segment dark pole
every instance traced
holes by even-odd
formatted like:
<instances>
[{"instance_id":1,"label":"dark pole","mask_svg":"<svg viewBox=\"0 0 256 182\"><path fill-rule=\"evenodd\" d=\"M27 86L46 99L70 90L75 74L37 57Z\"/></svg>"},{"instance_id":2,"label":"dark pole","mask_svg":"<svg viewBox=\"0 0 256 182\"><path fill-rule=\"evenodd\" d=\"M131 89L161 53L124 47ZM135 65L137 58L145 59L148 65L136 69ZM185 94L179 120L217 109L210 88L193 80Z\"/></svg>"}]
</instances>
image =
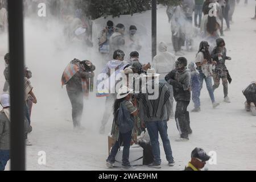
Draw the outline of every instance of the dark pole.
<instances>
[{"instance_id":1,"label":"dark pole","mask_svg":"<svg viewBox=\"0 0 256 182\"><path fill-rule=\"evenodd\" d=\"M8 0L11 97L11 170L25 170L22 0Z\"/></svg>"},{"instance_id":2,"label":"dark pole","mask_svg":"<svg viewBox=\"0 0 256 182\"><path fill-rule=\"evenodd\" d=\"M152 0L152 60L156 55L156 0Z\"/></svg>"}]
</instances>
···
What the task asks.
Pictures stay out of the copy; please restate every record above exactly.

Finished answer.
segment dark pole
every instance traced
holes by even-odd
formatted like:
<instances>
[{"instance_id":1,"label":"dark pole","mask_svg":"<svg viewBox=\"0 0 256 182\"><path fill-rule=\"evenodd\" d=\"M27 86L46 99L70 90L75 74L37 57Z\"/></svg>"},{"instance_id":2,"label":"dark pole","mask_svg":"<svg viewBox=\"0 0 256 182\"><path fill-rule=\"evenodd\" d=\"M131 89L161 53L124 47ZM135 65L137 58L145 59L148 65L136 69ZM185 94L179 120L217 109L210 88L193 80Z\"/></svg>"}]
</instances>
image =
Draw the outline of every instance of the dark pole.
<instances>
[{"instance_id":1,"label":"dark pole","mask_svg":"<svg viewBox=\"0 0 256 182\"><path fill-rule=\"evenodd\" d=\"M8 0L11 97L11 170L25 170L22 0Z\"/></svg>"},{"instance_id":2,"label":"dark pole","mask_svg":"<svg viewBox=\"0 0 256 182\"><path fill-rule=\"evenodd\" d=\"M152 0L152 60L156 55L156 0Z\"/></svg>"}]
</instances>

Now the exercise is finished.